> Exercícios propostos:
a: De acordo com o relato sobre o Sílvio Zuiudo, qual era a única atividade de trabalho que ele exercia?
b: Prossiga com o relato sobre o Sílvio Zuiudo a partir do ponto em que ele termina.

> Página:
■ ■ ■

Há algum tempo, li em Blogs da terrinha alguns relatos sobre estes heróis anônimos de Monlevade, os marmiteiros da Belgo. Revirei os olhos de rir com as histórias e me lembrei de um anti-herói: o Sílvio "Zuiudo".
Sílvio era um negão (ops, o politicamente correto é afrodescendente) baixote e gorducho. Tinha maus bofes desde o primeiro momento em que se apresentou para as peladas da Rua Evangelista. Mas também era carismático quando queria. E usava o carisma com uma eficiência de dar inveja a qualquer um de nós.
O sacana era preguiçoso por natureza. Contrariamente aos outros meninos pobres da época, não engraxava sapatos nem capinava nem vendia picolés pelas ruas ensolaradas de João Monlevade. Era bem comum observá-lo, deitado debaixo da sombra de alguma árvore enquanto a gente ralava para juntar os trocados, sendo que só depois da ralação vinha o futebolzinho santo de cada dia. Na rua, é claro, porque clube nem passava pela nossa realidade.
A única atividade laborativa do Sílvio era a entrega de marmita. A gente nem imaginava porque ele se dava ao trabalho, até que as histórias começaram a se espalhar. E tudo por causa de um "Zuiudo" (ovo frito).

■ ■ ■

> Dados fornecidos:
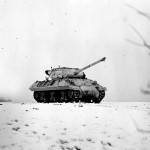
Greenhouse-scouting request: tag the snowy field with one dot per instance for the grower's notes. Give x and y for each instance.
(105, 126)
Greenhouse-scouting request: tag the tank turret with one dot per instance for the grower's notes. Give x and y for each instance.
(65, 72)
(68, 85)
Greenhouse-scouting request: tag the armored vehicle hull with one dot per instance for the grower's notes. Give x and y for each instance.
(68, 85)
(68, 90)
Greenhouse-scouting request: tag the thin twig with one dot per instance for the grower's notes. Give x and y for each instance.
(139, 12)
(143, 40)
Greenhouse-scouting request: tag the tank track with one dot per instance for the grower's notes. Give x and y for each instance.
(65, 96)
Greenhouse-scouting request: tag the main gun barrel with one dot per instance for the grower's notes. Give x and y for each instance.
(88, 66)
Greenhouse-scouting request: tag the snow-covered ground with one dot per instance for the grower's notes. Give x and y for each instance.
(105, 126)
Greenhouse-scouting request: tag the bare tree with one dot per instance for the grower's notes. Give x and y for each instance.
(144, 42)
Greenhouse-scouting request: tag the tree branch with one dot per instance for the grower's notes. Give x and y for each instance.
(139, 12)
(143, 40)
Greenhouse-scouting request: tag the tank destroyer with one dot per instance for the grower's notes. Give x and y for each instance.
(68, 85)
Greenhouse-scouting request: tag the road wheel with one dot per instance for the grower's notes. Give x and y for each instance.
(36, 96)
(70, 95)
(76, 96)
(101, 96)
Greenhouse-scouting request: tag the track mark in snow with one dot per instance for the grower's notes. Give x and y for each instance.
(137, 126)
(15, 128)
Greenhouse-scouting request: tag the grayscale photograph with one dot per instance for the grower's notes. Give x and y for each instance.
(74, 75)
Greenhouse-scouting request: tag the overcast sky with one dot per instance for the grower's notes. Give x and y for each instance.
(38, 34)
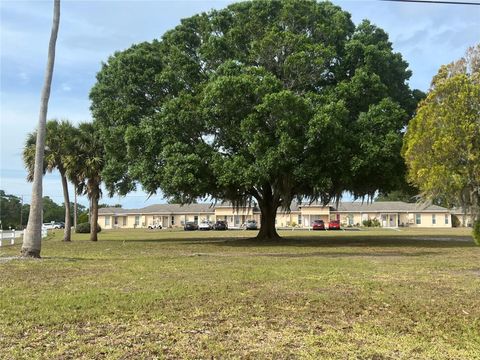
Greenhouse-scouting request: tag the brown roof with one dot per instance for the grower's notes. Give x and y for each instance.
(355, 206)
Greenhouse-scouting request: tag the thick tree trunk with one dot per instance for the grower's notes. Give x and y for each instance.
(32, 240)
(66, 199)
(94, 215)
(267, 222)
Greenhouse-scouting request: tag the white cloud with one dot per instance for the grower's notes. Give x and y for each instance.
(24, 77)
(66, 87)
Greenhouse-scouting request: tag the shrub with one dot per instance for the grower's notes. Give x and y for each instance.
(84, 228)
(476, 232)
(371, 223)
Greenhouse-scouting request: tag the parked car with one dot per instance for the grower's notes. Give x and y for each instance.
(54, 225)
(318, 225)
(220, 225)
(334, 225)
(251, 225)
(190, 226)
(205, 225)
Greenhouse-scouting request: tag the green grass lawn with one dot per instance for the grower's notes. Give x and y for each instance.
(379, 294)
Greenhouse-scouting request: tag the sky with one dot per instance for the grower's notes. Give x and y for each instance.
(427, 36)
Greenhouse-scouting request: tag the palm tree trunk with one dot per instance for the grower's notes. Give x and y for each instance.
(75, 209)
(94, 215)
(66, 199)
(32, 242)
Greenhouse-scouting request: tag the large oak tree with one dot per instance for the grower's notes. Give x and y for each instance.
(264, 100)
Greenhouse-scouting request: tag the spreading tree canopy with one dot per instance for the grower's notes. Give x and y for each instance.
(264, 100)
(442, 143)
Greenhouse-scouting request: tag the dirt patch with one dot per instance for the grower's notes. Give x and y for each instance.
(7, 259)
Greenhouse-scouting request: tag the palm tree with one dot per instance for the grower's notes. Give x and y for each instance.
(59, 141)
(89, 165)
(32, 241)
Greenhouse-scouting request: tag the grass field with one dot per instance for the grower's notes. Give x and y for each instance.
(380, 294)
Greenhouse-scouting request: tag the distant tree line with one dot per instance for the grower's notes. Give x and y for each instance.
(14, 213)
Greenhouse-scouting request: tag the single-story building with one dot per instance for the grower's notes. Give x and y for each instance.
(390, 214)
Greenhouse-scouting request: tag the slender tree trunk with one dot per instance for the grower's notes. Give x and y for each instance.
(267, 221)
(94, 215)
(75, 209)
(32, 242)
(66, 198)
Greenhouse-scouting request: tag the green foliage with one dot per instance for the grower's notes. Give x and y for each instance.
(476, 232)
(84, 228)
(272, 100)
(371, 223)
(442, 143)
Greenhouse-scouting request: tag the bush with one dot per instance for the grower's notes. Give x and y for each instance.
(455, 221)
(371, 223)
(84, 228)
(476, 232)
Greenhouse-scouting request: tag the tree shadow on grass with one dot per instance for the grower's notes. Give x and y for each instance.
(360, 241)
(316, 241)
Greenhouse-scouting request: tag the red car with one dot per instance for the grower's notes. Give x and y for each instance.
(318, 225)
(334, 225)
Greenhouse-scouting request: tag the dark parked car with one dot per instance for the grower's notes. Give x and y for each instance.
(334, 225)
(251, 225)
(318, 225)
(220, 225)
(190, 226)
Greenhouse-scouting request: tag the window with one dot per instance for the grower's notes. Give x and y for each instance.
(418, 219)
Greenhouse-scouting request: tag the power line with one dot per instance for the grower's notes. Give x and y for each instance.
(437, 2)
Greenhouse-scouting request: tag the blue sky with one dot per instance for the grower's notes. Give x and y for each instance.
(427, 36)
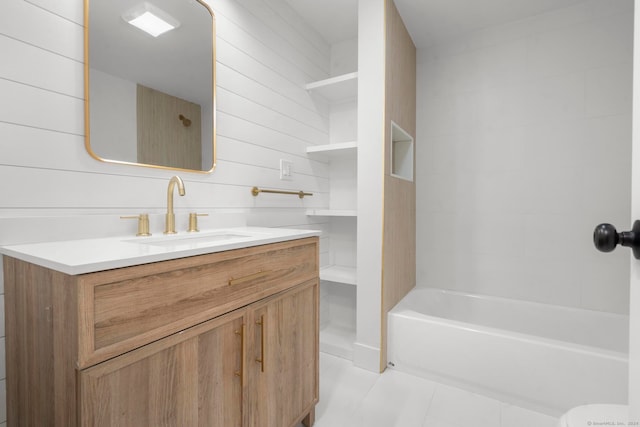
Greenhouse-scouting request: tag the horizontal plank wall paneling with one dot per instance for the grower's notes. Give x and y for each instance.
(265, 56)
(33, 25)
(23, 63)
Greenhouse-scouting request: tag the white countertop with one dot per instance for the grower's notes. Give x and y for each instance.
(90, 255)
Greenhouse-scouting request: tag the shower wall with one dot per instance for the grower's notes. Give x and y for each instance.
(523, 147)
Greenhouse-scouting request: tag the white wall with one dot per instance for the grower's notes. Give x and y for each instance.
(113, 112)
(53, 189)
(524, 135)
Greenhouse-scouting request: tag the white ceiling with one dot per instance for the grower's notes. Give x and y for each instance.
(335, 20)
(428, 21)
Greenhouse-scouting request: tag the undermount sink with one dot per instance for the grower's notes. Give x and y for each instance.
(173, 240)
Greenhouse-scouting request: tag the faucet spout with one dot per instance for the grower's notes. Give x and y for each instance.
(170, 221)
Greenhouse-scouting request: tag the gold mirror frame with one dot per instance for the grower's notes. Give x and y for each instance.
(87, 140)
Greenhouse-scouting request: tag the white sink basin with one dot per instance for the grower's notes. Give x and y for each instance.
(194, 239)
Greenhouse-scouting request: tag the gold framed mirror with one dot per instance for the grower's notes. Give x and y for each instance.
(149, 98)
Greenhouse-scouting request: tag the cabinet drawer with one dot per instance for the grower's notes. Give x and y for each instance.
(127, 308)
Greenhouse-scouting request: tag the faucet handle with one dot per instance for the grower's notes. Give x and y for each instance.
(193, 222)
(143, 223)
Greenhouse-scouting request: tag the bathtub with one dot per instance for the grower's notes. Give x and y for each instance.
(544, 357)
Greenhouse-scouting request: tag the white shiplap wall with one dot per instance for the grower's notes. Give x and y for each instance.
(52, 189)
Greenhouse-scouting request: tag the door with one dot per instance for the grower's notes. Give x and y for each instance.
(169, 130)
(189, 379)
(634, 317)
(283, 384)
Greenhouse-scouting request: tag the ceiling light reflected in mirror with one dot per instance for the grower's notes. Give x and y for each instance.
(150, 19)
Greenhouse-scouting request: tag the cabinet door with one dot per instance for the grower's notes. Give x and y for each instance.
(192, 378)
(283, 387)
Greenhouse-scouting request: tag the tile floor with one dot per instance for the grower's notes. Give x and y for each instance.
(352, 397)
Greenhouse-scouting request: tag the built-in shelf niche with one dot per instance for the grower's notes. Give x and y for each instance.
(338, 277)
(337, 149)
(339, 274)
(401, 153)
(336, 88)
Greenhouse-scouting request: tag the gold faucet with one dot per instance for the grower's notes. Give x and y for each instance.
(170, 222)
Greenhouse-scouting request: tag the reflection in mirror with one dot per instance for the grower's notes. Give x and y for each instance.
(150, 98)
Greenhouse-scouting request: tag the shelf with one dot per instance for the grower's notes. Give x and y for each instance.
(339, 274)
(337, 341)
(336, 88)
(332, 212)
(339, 148)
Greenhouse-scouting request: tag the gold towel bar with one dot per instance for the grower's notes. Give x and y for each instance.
(255, 191)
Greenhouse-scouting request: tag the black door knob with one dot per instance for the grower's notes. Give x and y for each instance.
(606, 238)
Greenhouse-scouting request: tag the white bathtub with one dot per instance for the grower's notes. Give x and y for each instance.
(545, 357)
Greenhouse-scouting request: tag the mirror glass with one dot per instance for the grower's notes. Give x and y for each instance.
(150, 99)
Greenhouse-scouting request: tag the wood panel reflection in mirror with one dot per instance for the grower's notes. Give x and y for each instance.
(150, 100)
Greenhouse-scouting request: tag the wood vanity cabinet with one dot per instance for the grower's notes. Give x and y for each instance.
(225, 339)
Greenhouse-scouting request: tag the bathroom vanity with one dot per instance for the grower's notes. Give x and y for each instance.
(204, 334)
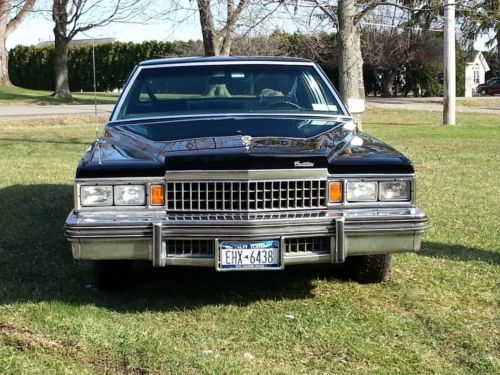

■ ■ ■

> Respostas do exercício:
a: A entrega de marmita.

b:
Os fatos: depois de meses de entrega de marmita, algum trabalhador da companhia ficou encucado com a falta de bife na marmita que chegou para ele. O dito cujo tinha comprado a carne na tarde da véspera, e chiou bastante em casa. Pode ter rolado até um enrosco com a patroa - quem vai saber? - por causa do ovão frito que foi junto com a comida.
Dessa briga em particular, a patroa bateu o pé que tinha enviado um bife de patinho, acebolado, que "era maior que a cara do ingrato" do marido reclamão. Ficaria tudo ok se o operário não tivesse desabafado com os colegas e descoberto que o fato acontecia com todos eles. Todas as mulheres de um determinado setor já tinham recebido uma carraspana dos maridos, em algum dia do mês. E tudo por causa de bifes e ovos fritos.
Uai, gente, mistério e bicho homem é coisa que não combina. Conversa daqui, bate um papo ali... E as marmitas eram todas carregadas pelo Sílvio. Só as dele davam diferença entre carne e ovo... Pimba!
Um moleque foi contratado para seguir o Sílvio durante uma semana inteira, no trajeto entre Carneirinhos e o hoje Zebrão. E o relato varou a nossa infância como a maior picaretagem de que tomamos conhecimento!
Ele carregava umas oito marmitas todo dia. Fazia o trajeto a pé como todo mundo. Tudo nos conformes. Mas tinha uma diferença: ali no Belmonte - não vou falar onde para não entregar alguém sem querer - O "Zuiudo" parava numa cantina e trocava metade dos bifes nas marmitas por ovo frito!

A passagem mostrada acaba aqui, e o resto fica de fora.